Tasks for this exercise:
- 1) Copy the passage of the article on Simon Davidsson's thesis that runs from "For instance, it" up to and including "from non-renewable resources.".
- 2) Answer these questions using the article on Simon Davidsson's thesis:
(a) At which university was the thesis written?
(b) What is Salar de Uyuni, and in which country is it?
(c) In what new field of doctoral education is the thesis the first?

Text under study:
+===+

In a new thesis from Uppsala University, Simon Davidsson shows that a rapid expansion of renewable energy technology is not necessarily sustainable. To find the best way forward in the coming transition towards renewable energy, he posits, that we need to take account of the materials used and make sure the industries that emerge are sustainable.

The thesis “Natural resources and sustainable energy,” is the first thesis in the new field of doctoral education ‘Natural resources and sustainable development’ at the department of earth sciences, studies. It discusses how these technologies are to be replaced when they reach their end life.

It says “Renewable energy technology can lead to reduced emission of greenhouse gases, but for a complete analysis, we need to make sure that the whole production chain is sustainable. Depending on the technologies we choose, the demand for different materials and elements, which may come from more or less rare resources, will increase. 

For instance, it is not obvious that the production of wind turbines and solar cells is sustainable, that the materials have been sourced in a sustainable way, or that the industries are capable of recycling the technology in the future,” says Simon Davidsson, new PhD at Uppsala University. The extraction of these resources creates environmental problems, usually in other parts of the world, and their future availability is often uncertain. (Salar de Uyuni in Bolivia is the world’s largest salt flat. The salt contains large amounts of lithium, which is a key component in modern batteries.) But while the energy is renewable, every solar panel and wind turbine is largely made from non-renewable resources.

“To assess the feasibility and consequences of a global energy transition, we need to consider material flows and how sustainable emerging industries are with regard to aspects other than climate. Truly sustainable energy systems require the creation of sustainable industries, which not only can produce large amounts of renewable energy technology, but also maintain a working system on a longer time scale, and do so in a resource efficient way,” says Simon Davidsson.

+===+

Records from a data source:
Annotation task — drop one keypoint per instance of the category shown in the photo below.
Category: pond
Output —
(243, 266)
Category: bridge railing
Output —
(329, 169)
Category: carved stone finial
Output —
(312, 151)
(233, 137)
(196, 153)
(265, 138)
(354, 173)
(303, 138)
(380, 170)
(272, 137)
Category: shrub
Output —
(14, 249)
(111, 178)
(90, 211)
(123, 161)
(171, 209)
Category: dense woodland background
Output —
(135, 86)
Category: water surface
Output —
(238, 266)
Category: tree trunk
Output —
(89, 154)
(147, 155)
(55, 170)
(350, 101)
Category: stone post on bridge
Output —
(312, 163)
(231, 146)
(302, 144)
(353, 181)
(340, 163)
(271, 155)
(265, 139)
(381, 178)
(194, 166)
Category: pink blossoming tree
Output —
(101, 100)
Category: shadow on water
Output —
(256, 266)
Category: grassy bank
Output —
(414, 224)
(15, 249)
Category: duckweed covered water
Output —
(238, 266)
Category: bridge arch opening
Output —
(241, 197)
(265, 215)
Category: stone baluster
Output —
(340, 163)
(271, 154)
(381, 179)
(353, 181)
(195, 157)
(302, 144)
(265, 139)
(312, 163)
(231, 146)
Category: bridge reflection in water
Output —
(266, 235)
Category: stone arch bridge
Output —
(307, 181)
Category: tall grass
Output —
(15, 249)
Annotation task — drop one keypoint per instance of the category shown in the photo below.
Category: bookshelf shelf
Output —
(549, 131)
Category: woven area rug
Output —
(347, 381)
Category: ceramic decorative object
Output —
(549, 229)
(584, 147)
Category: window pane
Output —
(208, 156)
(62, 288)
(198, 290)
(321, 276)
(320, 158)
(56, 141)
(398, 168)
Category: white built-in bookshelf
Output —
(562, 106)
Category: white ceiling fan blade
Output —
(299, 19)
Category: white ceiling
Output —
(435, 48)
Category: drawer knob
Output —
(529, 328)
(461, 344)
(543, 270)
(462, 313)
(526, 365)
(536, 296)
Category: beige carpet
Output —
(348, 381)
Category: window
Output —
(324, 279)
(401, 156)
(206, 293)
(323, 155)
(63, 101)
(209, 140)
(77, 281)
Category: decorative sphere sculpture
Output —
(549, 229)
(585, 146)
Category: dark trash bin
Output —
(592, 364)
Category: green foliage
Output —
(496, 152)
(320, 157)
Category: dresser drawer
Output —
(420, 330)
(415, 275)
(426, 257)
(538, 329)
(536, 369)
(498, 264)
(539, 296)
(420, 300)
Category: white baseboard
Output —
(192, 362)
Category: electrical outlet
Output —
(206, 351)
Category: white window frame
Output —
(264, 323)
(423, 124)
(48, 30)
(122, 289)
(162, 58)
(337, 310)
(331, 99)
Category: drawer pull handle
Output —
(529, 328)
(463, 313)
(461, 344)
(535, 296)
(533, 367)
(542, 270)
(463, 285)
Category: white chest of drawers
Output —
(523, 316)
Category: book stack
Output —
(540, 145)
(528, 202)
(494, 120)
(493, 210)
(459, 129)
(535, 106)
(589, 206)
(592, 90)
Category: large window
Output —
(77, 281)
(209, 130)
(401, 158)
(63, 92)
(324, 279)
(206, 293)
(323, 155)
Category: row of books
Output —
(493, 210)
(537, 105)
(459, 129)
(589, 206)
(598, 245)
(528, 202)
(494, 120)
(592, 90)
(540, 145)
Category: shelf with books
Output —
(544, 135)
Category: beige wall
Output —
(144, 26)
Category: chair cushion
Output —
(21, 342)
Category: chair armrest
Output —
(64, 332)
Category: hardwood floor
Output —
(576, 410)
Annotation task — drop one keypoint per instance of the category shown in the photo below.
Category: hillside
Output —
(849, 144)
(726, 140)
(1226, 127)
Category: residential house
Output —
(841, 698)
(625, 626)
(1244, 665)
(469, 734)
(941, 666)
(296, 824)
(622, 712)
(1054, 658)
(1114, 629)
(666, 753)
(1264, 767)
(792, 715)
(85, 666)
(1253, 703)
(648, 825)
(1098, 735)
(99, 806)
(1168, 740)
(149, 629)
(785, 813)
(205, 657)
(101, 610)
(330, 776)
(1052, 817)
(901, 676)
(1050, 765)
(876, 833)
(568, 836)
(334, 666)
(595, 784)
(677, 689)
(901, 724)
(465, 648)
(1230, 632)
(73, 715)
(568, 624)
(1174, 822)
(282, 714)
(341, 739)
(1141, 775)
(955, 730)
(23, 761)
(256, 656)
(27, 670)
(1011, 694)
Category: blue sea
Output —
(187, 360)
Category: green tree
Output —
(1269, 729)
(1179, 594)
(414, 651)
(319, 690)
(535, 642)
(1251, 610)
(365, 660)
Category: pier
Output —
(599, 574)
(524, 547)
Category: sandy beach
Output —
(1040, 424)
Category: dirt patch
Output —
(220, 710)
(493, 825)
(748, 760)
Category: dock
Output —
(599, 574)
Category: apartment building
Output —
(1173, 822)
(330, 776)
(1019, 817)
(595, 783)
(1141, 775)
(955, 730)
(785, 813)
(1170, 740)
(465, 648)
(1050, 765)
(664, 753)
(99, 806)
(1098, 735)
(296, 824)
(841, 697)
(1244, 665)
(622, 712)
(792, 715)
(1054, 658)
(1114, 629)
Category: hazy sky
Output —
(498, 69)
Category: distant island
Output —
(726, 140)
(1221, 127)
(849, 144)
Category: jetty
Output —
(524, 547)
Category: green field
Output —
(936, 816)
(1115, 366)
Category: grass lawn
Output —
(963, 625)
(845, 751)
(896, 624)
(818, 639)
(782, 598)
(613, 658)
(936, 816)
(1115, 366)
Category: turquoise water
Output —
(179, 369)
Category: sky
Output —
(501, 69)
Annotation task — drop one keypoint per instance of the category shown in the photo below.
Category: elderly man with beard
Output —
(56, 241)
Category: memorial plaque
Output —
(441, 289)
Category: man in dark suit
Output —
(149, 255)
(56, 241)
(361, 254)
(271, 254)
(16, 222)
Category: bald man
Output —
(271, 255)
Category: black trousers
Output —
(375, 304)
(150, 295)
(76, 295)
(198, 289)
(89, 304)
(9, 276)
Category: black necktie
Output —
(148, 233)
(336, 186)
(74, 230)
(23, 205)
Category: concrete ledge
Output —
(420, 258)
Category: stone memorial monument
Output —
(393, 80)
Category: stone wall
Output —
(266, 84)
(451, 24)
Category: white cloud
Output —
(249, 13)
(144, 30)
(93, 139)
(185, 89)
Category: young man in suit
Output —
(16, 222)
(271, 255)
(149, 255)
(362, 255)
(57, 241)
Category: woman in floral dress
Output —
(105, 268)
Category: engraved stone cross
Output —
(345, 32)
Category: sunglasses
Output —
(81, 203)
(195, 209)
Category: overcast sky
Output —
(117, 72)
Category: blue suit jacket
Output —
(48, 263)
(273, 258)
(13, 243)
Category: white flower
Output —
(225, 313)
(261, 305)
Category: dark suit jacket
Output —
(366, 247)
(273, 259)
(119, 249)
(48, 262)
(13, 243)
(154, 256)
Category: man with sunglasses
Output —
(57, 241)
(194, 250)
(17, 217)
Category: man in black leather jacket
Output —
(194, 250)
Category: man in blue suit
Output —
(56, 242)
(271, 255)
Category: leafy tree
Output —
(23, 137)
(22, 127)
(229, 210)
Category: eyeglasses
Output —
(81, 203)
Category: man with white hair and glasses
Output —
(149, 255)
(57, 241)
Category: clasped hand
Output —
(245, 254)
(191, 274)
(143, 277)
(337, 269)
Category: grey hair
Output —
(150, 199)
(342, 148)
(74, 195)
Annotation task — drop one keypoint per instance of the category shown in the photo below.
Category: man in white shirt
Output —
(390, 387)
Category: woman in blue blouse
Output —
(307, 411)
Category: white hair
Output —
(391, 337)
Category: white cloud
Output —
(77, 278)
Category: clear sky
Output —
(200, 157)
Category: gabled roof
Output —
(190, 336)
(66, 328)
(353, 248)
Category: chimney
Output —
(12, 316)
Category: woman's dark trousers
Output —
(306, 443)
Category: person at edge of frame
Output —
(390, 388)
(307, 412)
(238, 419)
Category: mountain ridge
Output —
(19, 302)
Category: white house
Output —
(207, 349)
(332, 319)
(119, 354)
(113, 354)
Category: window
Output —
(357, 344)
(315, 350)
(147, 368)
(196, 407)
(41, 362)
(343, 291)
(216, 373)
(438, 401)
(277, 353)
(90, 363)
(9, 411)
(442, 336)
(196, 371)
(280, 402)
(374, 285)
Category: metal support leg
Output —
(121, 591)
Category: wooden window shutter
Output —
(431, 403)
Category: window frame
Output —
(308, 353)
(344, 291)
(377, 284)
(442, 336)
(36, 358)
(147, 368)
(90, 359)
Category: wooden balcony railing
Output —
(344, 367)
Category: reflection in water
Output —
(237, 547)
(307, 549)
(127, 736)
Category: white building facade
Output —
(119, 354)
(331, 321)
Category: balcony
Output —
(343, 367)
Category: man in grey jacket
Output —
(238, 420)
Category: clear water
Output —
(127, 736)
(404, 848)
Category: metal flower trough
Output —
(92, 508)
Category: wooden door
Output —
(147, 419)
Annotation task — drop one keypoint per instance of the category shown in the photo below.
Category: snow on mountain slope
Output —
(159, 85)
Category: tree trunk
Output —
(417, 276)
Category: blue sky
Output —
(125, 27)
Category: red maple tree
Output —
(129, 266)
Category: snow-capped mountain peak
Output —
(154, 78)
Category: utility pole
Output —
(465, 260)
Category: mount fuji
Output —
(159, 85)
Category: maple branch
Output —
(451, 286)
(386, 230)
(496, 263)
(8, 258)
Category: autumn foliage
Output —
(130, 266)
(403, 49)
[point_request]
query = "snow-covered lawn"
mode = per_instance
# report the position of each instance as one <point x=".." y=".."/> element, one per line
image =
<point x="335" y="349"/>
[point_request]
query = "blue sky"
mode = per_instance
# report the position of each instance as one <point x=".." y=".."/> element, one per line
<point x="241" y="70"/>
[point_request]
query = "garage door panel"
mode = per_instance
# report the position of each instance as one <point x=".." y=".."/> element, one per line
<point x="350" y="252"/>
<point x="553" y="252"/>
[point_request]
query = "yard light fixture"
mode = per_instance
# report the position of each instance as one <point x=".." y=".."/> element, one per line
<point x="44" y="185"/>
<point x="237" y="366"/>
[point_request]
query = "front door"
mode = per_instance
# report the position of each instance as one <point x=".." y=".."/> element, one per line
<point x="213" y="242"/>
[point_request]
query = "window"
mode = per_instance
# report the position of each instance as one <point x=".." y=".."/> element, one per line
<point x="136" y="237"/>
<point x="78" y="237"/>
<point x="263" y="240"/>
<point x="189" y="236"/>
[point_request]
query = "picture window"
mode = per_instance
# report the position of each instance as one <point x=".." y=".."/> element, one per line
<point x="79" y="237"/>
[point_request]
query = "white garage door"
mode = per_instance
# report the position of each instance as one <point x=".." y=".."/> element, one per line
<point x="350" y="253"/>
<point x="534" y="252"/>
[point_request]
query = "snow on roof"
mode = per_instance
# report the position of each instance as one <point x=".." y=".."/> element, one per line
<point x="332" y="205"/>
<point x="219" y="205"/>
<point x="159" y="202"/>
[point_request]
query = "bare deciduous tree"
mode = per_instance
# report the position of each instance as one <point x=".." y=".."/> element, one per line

+===+

Responses for each task:
- 1)
For instance, it is not obvious that the production of wind turbines and solar cells is sustainable, that the materials have been sourced in a sustainable way, or that the industries are capable of recycling the technology in the future,” says Simon Davidsson, new PhD at Uppsala University. The extraction of these resources creates environmental problems, usually in other parts of the world, and their future availability is often uncertain. (Salar de Uyuni in Bolivia is the world’s largest salt flat. The salt contains large amounts of lithium, which is a key component in modern batteries.) But while the energy is renewable, every solar panel and wind turbine is largely made from non-renewable resources.

- 2)
(a) Uppsala University
(b) The world's largest salt flat, in Bolivia
(c) "Natural resources and sustainable development"